*INPUT MATERIAL*
★ ★ ★ ★ ★ ★ ★
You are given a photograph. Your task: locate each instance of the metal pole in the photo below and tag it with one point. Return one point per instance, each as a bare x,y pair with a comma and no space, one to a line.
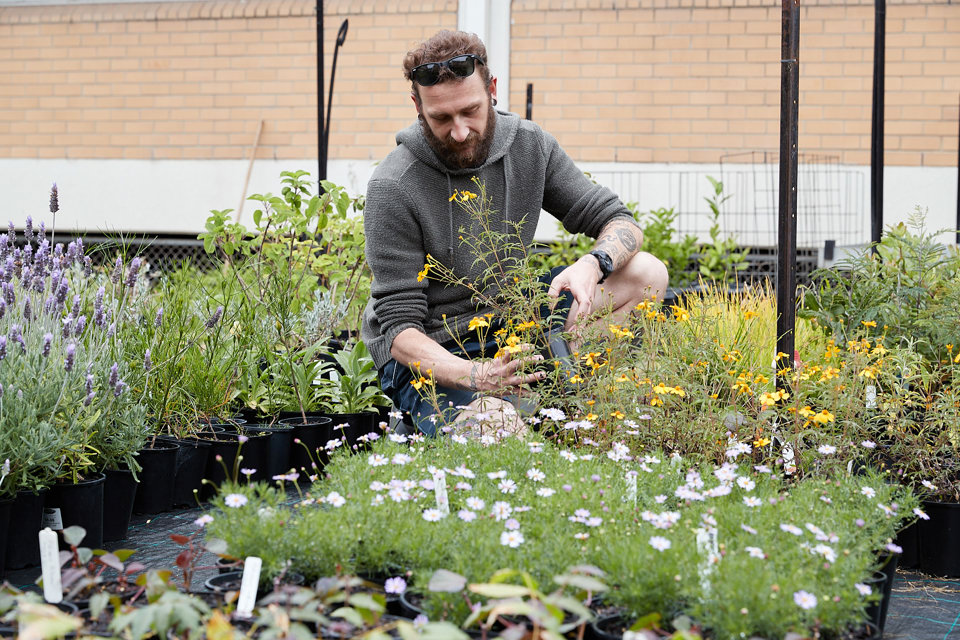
341,37
787,248
321,163
876,134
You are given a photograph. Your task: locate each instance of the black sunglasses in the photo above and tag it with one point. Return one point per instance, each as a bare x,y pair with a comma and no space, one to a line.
462,66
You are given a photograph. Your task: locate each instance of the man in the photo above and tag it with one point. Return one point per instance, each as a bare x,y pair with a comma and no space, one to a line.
409,214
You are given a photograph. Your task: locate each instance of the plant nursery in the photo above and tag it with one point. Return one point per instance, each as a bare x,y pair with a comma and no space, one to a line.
672,475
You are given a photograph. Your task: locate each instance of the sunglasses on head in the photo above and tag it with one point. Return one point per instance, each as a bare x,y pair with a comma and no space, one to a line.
461,66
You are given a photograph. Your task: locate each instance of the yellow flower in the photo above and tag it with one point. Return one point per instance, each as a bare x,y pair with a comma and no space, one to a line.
420,382
620,331
426,271
477,322
823,417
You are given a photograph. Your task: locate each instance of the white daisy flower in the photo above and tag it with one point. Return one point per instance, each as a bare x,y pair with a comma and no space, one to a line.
659,543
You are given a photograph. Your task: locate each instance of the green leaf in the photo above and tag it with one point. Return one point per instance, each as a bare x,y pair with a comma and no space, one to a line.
73,535
500,590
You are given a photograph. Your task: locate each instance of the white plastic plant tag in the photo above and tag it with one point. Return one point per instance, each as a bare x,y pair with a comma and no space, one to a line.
632,487
50,566
440,490
52,519
248,586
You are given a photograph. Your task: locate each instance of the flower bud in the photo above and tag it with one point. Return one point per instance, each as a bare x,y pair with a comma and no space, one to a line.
215,318
70,357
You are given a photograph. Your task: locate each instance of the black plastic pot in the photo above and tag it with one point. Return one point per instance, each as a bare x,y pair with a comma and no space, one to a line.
227,447
5,507
278,448
313,436
155,492
119,492
909,541
23,546
80,504
939,551
190,469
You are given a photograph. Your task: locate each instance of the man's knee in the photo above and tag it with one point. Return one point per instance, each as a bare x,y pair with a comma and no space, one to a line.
648,275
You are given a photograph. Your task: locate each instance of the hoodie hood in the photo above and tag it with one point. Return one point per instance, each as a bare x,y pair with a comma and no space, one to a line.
505,131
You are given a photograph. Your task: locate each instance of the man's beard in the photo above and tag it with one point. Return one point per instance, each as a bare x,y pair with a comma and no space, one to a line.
458,155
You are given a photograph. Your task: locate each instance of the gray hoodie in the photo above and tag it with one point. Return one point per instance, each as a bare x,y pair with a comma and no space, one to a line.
408,214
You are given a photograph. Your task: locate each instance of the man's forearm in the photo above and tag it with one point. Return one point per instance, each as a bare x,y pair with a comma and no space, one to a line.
411,346
620,239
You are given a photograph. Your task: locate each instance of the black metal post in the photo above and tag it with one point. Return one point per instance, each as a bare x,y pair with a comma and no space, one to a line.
341,37
321,160
876,132
787,247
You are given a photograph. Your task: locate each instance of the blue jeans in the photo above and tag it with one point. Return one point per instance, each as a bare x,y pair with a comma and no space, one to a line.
395,378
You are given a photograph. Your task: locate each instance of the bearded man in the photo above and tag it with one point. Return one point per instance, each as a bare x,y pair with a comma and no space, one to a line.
409,215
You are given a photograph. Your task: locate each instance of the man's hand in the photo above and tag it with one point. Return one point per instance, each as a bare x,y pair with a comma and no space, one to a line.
580,279
501,374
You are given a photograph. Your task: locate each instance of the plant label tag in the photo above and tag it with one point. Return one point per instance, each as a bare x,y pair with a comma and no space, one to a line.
440,490
52,519
50,566
248,586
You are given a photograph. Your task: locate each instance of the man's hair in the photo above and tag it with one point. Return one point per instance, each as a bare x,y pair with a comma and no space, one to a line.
443,46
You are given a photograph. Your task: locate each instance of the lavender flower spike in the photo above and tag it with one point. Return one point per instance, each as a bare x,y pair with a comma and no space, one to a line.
117,271
215,318
132,273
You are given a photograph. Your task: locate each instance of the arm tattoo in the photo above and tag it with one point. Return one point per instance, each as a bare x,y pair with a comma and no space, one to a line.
619,241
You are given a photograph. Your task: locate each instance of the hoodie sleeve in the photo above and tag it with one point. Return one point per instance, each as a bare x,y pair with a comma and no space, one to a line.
394,251
581,205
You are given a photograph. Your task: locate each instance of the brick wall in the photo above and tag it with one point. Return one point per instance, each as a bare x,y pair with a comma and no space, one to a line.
641,82
651,82
193,79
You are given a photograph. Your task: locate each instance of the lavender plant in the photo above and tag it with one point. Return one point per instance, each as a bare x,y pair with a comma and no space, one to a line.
65,410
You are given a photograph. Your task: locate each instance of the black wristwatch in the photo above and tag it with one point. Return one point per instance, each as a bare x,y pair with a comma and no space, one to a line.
606,264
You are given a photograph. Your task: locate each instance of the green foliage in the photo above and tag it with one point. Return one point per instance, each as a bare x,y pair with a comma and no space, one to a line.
574,507
658,231
720,259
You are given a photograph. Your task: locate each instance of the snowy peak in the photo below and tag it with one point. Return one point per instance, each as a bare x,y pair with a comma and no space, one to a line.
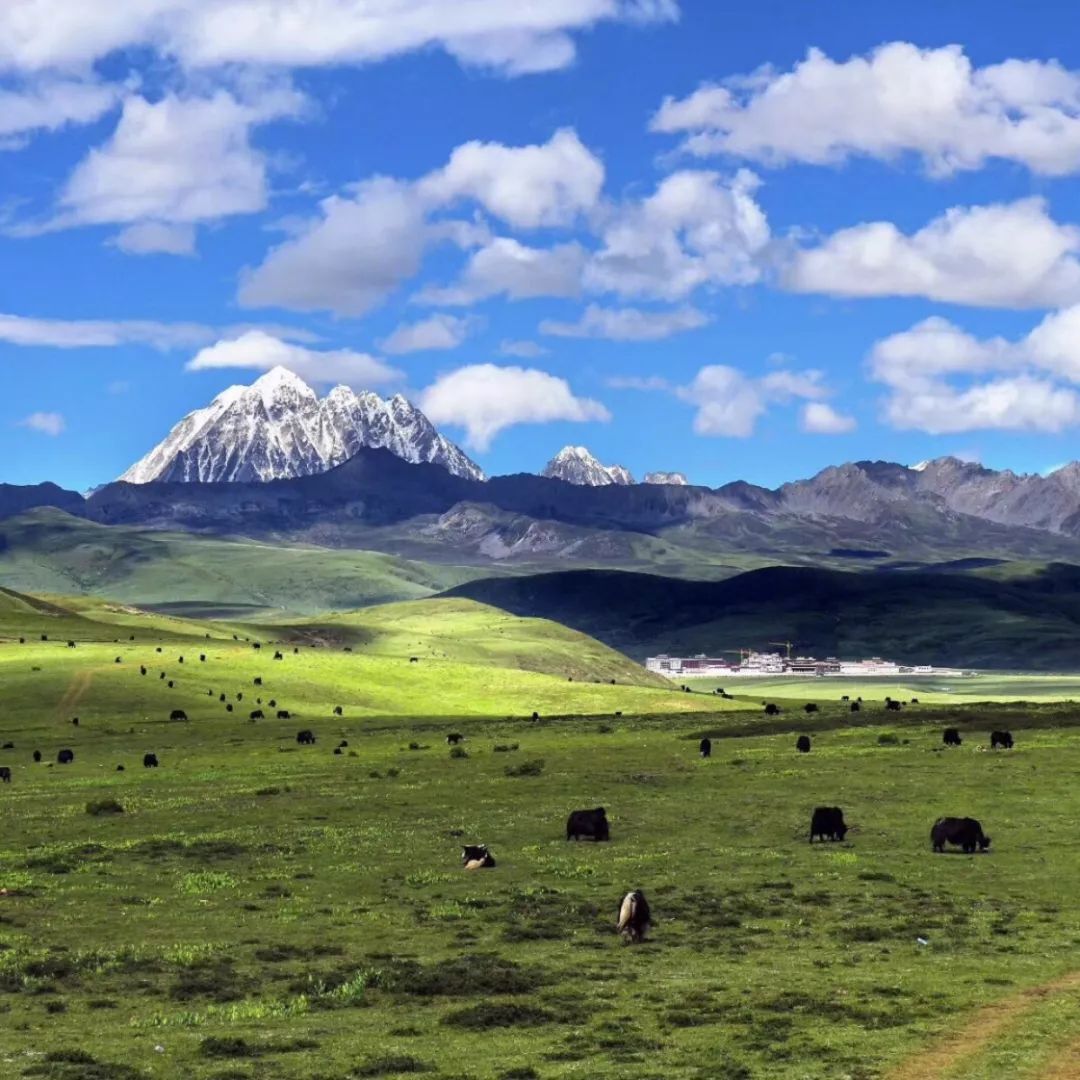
279,428
576,466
★ ★ ★ ★ ★ ★ ★
Reproduce the lines of the records from the one containing "the green foliage" through the end of the records, inclusive, with the requests included and each x,y point coordinate in the answers multiplied by 1.1 and rounded to the nearest whole number, halves rounded up. Omit the pictures from your output.

You are given a photograph. Your task: locate each instance of the green foliage in the photo above and tag it with one point. Return one point per instance, each as a bare x,y pair with a comma and no space, one to a line.
631,558
724,254
792,285
You are given a photograph. Your task: locate each instance of the snowy peak in the photo below and tag it with one point. Return one point per instance, each as a bare x,y pair with a comma and no space, one to a line.
307,471
634,513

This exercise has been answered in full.